**Task list**
a. Reproduce the John G. Frayne biography word for word, in full.
b. List every line of the records that contains the word "seated". Case counts.
— Begin Extracted text —
John G. Frayne (July 8, 1894 in Ireland – October 31, 1990 in Pasadena, California) was a physicist and sound engineer.

Career
Frayne received his Ph.D. in physics from the University of Minnesota while working at the Bell Laboratories. In 1928, he went to California Institute of Technology as a National Research Fellow in Physics.

In 1949, with Halley Wolfe, he wrote the classic textbook Elements of Sound Recording.

Among his technical achievements were the development of sound recording techniques and their reproduction 
for optical sound recording systems, which led to stereo-optical formats used by films in the 1970s and '80s. He was a 
co-inventor of the sphere densitometer, which won a Scientific or Technical Academy Award in 1941. He was also the co-inventor of the stereo disc cutter which was standard in the recording industry, and the co-inventor of the inter-modulation techniques of distortion measurements, which won him an Academy Award in 1953.
— End Extracted text —
— Begin Entries shown —
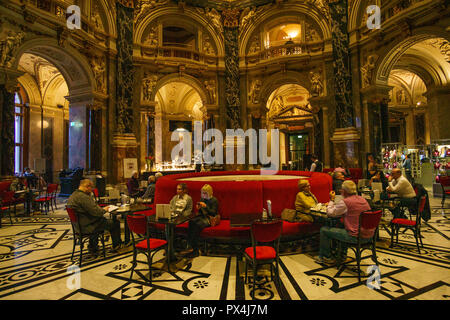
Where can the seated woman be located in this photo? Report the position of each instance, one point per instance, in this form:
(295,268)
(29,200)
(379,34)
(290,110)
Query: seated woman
(181,203)
(340,168)
(207,207)
(338,179)
(304,201)
(378,176)
(133,185)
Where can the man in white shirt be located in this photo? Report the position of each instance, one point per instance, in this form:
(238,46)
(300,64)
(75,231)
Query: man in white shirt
(399,185)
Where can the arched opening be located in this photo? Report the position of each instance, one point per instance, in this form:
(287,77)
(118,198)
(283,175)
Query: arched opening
(178,105)
(288,109)
(41,140)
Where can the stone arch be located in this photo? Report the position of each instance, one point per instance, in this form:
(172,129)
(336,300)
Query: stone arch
(72,65)
(391,55)
(192,15)
(294,9)
(277,80)
(187,79)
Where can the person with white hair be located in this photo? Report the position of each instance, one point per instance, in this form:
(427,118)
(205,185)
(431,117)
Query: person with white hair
(350,207)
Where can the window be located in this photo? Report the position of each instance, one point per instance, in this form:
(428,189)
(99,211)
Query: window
(18,134)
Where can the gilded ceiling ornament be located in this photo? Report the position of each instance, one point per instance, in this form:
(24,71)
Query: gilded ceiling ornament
(8,46)
(231,17)
(214,17)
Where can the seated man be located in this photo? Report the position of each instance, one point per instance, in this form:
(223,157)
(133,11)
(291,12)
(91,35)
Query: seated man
(133,185)
(181,203)
(150,191)
(340,168)
(338,179)
(207,207)
(91,217)
(399,185)
(350,208)
(304,201)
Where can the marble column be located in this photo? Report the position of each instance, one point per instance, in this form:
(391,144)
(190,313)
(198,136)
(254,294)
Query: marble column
(124,143)
(8,85)
(346,137)
(232,83)
(438,100)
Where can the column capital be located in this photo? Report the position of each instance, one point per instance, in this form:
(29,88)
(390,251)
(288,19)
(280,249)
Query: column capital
(376,93)
(8,78)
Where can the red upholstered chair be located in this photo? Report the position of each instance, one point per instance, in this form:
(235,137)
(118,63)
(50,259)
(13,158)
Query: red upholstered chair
(48,198)
(409,224)
(265,244)
(81,237)
(137,223)
(445,184)
(97,198)
(367,220)
(4,186)
(6,201)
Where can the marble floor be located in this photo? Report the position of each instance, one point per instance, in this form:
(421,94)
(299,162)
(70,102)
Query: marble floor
(35,264)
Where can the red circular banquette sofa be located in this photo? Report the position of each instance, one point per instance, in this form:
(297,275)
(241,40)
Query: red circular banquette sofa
(240,197)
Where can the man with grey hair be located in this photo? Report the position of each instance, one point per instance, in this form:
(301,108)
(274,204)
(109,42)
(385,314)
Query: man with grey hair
(150,192)
(399,185)
(350,207)
(91,218)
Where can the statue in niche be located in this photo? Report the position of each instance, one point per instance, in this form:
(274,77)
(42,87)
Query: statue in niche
(255,47)
(254,91)
(278,104)
(98,67)
(96,19)
(152,38)
(214,17)
(311,33)
(401,97)
(148,84)
(248,15)
(316,84)
(8,46)
(207,48)
(210,86)
(367,70)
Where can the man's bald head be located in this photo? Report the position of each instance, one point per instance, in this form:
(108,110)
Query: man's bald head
(396,173)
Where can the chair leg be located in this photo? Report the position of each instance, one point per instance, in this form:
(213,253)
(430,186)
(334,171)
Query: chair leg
(416,235)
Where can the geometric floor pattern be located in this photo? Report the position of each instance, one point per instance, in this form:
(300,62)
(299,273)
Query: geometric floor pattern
(35,264)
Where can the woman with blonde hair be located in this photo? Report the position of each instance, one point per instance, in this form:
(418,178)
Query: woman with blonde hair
(304,201)
(207,207)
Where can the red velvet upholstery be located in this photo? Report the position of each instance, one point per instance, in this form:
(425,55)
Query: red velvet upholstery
(405,222)
(262,252)
(245,197)
(154,243)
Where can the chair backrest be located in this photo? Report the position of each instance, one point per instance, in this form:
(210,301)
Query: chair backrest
(72,215)
(137,223)
(266,231)
(4,185)
(6,196)
(52,188)
(369,220)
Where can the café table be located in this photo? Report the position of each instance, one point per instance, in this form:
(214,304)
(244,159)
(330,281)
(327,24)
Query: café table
(169,225)
(123,211)
(243,219)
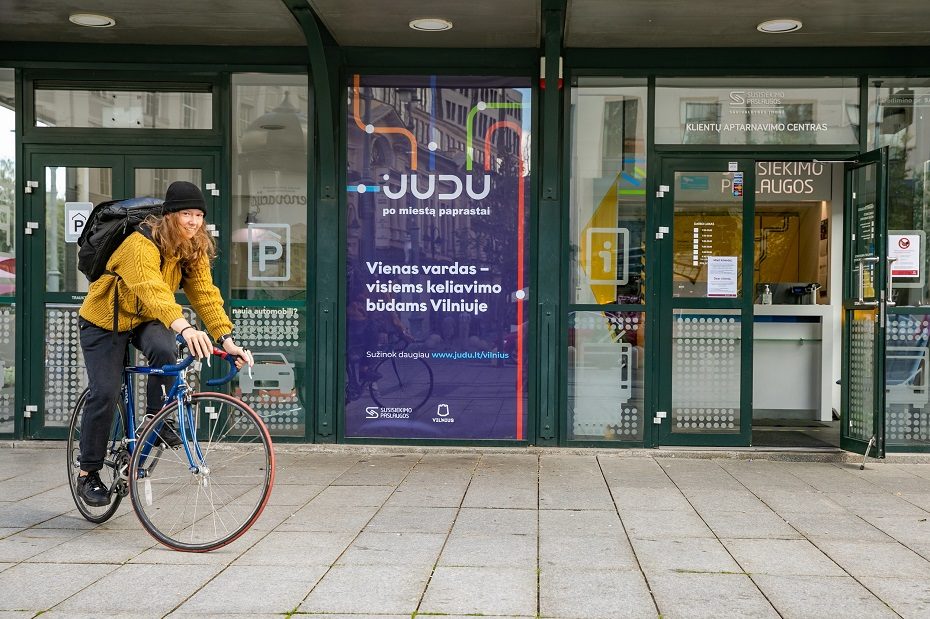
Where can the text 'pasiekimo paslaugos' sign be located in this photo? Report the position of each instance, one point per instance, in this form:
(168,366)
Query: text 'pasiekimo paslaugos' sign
(436,317)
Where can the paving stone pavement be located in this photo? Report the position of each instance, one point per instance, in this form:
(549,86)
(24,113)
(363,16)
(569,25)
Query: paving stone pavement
(388,533)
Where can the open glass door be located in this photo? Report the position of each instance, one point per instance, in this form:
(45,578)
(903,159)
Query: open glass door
(864,303)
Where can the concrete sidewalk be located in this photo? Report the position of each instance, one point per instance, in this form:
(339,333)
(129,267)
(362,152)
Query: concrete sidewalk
(391,533)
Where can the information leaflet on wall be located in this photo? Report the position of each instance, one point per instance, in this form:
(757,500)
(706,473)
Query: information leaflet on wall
(721,276)
(438,211)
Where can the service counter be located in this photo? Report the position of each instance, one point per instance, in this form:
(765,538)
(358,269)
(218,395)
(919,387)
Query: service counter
(792,362)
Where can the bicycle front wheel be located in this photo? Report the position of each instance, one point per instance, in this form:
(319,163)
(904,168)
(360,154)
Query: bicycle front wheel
(208,491)
(115,463)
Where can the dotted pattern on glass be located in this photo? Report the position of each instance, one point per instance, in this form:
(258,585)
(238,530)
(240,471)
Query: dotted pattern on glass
(273,336)
(7,368)
(605,390)
(861,369)
(907,418)
(706,374)
(65,376)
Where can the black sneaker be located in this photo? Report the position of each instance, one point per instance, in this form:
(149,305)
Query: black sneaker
(168,434)
(92,491)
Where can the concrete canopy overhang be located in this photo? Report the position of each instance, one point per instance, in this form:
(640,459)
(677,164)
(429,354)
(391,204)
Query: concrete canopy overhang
(477,23)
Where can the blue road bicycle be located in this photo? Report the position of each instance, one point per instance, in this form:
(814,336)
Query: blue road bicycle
(195,497)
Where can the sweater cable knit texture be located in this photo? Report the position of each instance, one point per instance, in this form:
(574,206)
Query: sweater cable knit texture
(147,293)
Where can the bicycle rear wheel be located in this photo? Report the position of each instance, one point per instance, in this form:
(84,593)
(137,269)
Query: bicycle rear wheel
(402,383)
(207,501)
(116,459)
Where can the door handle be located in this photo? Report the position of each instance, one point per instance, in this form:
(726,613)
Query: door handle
(888,287)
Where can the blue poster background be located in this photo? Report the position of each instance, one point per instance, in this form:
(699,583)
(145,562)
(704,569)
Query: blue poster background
(437,288)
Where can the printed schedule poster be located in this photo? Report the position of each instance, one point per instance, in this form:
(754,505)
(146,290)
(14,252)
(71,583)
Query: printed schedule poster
(438,211)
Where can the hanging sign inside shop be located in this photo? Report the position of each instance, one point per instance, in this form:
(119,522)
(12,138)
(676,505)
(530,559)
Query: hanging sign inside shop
(437,317)
(76,214)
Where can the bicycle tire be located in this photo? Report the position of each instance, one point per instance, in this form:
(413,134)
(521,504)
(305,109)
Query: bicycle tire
(403,383)
(234,479)
(108,474)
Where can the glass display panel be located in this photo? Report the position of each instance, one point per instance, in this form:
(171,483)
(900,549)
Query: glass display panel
(706,368)
(69,194)
(438,215)
(907,380)
(606,376)
(707,235)
(123,109)
(269,179)
(608,191)
(756,110)
(899,118)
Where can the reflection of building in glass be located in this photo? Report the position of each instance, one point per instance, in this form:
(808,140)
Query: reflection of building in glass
(269,210)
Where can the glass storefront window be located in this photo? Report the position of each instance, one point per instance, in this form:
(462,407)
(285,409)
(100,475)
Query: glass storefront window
(606,375)
(753,110)
(268,245)
(123,109)
(899,118)
(608,191)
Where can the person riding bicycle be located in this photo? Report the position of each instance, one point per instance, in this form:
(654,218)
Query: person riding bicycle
(164,253)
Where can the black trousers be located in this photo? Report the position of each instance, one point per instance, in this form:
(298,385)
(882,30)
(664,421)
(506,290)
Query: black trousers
(105,358)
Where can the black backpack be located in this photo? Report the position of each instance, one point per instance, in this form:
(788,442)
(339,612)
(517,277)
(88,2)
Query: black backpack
(108,225)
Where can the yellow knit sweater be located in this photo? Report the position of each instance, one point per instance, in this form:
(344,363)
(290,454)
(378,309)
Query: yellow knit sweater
(145,293)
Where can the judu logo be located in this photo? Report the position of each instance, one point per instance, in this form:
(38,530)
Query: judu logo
(414,182)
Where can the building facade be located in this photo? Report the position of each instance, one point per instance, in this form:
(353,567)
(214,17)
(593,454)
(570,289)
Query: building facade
(576,237)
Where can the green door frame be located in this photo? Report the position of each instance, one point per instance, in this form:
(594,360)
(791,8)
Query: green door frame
(864,223)
(33,250)
(661,322)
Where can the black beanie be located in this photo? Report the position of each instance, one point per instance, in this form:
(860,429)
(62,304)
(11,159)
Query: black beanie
(182,195)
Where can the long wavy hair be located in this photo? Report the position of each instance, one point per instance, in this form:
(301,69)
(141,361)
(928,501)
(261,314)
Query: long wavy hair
(167,234)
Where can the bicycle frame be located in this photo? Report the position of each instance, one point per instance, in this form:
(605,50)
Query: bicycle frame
(179,393)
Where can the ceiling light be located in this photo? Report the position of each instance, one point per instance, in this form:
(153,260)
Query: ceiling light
(92,20)
(779,26)
(431,24)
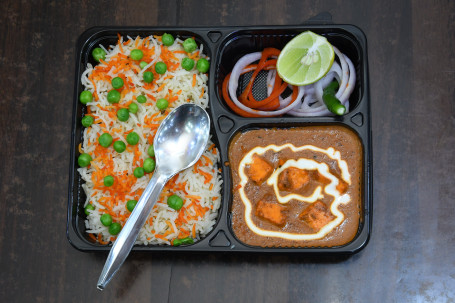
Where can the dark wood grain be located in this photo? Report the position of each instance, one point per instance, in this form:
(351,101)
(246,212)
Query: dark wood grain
(410,257)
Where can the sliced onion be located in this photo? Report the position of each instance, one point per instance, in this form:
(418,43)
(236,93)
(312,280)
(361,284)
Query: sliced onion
(309,100)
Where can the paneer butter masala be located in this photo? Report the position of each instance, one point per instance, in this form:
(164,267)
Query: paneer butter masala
(297,187)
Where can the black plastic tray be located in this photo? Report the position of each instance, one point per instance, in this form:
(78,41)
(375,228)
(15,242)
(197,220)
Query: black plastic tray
(225,46)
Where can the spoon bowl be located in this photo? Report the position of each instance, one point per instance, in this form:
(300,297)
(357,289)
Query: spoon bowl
(179,142)
(181,138)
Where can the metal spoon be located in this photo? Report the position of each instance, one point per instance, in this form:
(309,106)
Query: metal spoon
(179,142)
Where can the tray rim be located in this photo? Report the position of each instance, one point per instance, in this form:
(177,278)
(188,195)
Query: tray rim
(352,247)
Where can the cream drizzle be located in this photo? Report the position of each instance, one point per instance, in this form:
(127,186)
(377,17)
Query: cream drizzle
(301,163)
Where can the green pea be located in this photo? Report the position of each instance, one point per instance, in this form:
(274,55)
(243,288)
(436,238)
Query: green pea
(113,96)
(87,121)
(117,82)
(184,241)
(98,53)
(162,104)
(160,68)
(133,108)
(143,64)
(167,39)
(85,97)
(148,77)
(106,219)
(84,160)
(119,146)
(132,138)
(87,208)
(115,228)
(108,181)
(187,63)
(136,54)
(151,151)
(149,165)
(203,65)
(123,114)
(138,172)
(141,99)
(131,204)
(189,45)
(175,202)
(105,140)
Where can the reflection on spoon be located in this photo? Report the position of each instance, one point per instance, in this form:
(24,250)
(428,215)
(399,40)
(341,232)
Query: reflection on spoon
(179,142)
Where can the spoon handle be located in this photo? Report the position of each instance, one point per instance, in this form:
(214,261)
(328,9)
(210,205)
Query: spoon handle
(127,237)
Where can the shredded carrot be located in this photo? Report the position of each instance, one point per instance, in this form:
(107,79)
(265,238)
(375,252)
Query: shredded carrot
(113,198)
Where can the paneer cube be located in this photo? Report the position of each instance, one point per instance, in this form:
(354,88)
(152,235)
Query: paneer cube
(293,178)
(259,170)
(317,215)
(271,212)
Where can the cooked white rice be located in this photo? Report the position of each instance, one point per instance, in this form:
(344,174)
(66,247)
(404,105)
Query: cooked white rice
(199,186)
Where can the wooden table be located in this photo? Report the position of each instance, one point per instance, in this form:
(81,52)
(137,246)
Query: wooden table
(410,256)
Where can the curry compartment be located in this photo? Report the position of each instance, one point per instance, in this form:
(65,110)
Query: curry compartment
(224,46)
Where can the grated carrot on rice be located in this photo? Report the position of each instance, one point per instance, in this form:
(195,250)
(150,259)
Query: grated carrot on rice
(163,224)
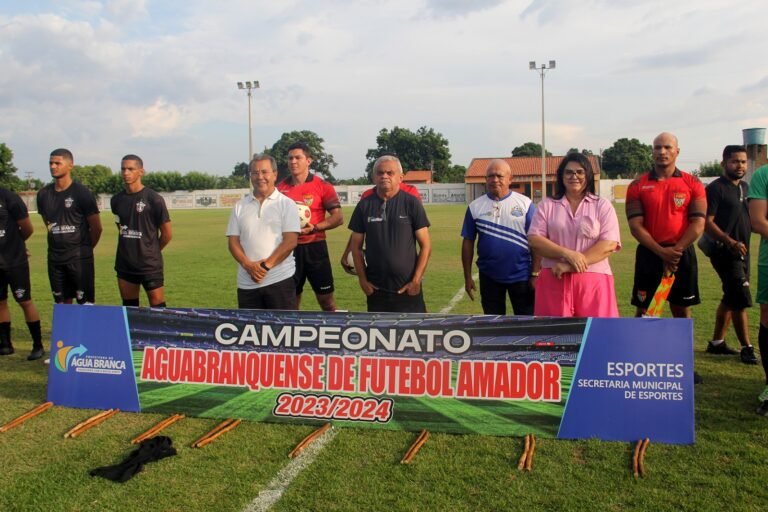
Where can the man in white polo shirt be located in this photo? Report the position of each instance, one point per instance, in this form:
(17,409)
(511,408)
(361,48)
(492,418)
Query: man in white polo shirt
(263,230)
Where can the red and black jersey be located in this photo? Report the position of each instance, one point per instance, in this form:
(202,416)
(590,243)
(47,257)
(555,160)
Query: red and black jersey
(666,205)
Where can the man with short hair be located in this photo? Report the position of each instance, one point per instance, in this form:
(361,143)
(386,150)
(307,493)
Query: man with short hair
(262,233)
(15,229)
(729,226)
(758,213)
(71,216)
(666,208)
(144,229)
(391,224)
(499,220)
(312,260)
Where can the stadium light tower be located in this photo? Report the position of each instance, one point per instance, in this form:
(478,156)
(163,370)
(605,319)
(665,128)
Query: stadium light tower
(542,70)
(249,86)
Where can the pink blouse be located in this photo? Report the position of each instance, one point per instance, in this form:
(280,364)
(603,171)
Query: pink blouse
(595,220)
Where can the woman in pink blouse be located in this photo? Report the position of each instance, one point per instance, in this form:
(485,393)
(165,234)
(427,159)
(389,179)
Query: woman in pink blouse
(575,231)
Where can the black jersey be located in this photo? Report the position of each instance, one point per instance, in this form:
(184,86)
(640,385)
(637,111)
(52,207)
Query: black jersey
(390,240)
(66,217)
(13,251)
(139,217)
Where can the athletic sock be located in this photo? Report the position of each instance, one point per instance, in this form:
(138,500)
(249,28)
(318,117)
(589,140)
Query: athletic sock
(34,331)
(762,344)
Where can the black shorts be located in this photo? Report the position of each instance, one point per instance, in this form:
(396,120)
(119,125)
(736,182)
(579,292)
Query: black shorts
(313,264)
(649,269)
(281,295)
(493,296)
(734,274)
(18,279)
(148,281)
(73,280)
(381,301)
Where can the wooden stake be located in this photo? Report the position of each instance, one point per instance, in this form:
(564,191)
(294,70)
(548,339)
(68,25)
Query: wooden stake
(91,422)
(27,415)
(157,428)
(309,440)
(415,447)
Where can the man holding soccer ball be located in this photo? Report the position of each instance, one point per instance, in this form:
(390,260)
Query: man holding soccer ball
(312,260)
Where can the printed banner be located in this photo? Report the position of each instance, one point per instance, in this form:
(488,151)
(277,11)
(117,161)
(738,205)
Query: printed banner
(613,379)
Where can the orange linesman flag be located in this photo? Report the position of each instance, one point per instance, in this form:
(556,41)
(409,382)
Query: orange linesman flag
(660,296)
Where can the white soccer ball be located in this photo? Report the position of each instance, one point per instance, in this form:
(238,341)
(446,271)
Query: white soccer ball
(305,214)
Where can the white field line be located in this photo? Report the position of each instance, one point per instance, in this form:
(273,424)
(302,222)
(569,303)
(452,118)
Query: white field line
(275,489)
(456,298)
(285,476)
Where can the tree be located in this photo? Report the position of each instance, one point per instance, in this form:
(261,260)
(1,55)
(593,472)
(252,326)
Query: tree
(322,162)
(712,168)
(627,158)
(529,149)
(424,149)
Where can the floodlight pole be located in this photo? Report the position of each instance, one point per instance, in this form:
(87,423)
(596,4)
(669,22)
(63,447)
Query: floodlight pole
(249,86)
(542,71)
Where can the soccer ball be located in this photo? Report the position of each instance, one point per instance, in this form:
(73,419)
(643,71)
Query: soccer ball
(305,214)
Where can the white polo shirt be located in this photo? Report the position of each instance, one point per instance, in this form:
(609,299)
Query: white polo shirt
(260,228)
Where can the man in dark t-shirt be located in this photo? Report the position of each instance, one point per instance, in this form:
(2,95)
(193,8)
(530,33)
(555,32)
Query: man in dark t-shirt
(15,228)
(144,229)
(728,224)
(391,223)
(71,216)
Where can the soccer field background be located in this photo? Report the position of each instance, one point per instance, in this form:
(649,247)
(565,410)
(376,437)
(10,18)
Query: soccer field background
(359,469)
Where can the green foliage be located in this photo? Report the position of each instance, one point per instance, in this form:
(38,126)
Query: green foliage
(322,162)
(627,158)
(712,168)
(423,149)
(529,149)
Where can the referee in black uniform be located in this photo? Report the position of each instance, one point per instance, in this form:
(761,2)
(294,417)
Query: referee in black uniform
(144,229)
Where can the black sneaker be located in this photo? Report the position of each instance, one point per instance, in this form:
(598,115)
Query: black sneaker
(36,354)
(721,349)
(748,355)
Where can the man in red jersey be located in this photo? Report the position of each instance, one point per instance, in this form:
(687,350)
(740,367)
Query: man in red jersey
(666,210)
(311,254)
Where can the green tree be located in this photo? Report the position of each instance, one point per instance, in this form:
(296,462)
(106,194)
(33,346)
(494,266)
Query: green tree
(322,162)
(712,168)
(529,149)
(627,158)
(423,149)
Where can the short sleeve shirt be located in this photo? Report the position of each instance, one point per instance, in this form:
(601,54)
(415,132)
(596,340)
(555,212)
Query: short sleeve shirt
(260,227)
(318,195)
(594,221)
(665,204)
(13,251)
(138,217)
(66,215)
(390,241)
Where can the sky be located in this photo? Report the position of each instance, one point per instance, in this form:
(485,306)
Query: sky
(159,78)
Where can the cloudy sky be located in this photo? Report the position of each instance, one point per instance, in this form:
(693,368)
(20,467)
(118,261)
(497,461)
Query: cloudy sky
(158,78)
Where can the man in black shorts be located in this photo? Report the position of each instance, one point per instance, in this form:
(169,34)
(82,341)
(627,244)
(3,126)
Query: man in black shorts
(729,226)
(71,216)
(390,223)
(144,229)
(15,228)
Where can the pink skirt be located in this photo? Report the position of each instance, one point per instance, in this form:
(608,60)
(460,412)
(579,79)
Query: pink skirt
(585,294)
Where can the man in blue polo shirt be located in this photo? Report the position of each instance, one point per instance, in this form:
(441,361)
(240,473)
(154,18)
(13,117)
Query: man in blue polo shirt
— End Entries shown —
**Answers to the exercise**
a.
John G. Frayne (July 8, 1894 in Ireland – October 31, 1990 in Pasadena, California) was a physicist and sound engineer.

Career
Frayne received his Ph.D. in physics from the University of Minnesota while working at the Bell Laboratories. In 1928, he went to California Institute of Technology as a National Research Fellow in Physics.

In 1949, with Halley Wolfe, he wrote the classic textbook Elements of Sound Recording.

Among his technical achievements were the development of sound recording techniques and their reproduction 
for optical sound recording systems, which led to stereo-optical formats used by films in the 1970s and '80s. He was a 
co-inventor of the sphere densitometer, which won a Scientific or Technical Academy Award in 1941. He was also the co-inventor of the stereo disc cutter which was standard in the recording industry, and the co-inventor of the inter-modulation techniques of distortion measurements, which won him an Academy Award in 1953.

b.
Where can the seated woman be located in this photo? Report the position of each instance, one point per instance, in this form:
Query: seated woman
Where can the seated man be located in this photo? Report the position of each instance, one point per instance, in this form:
Query: seated man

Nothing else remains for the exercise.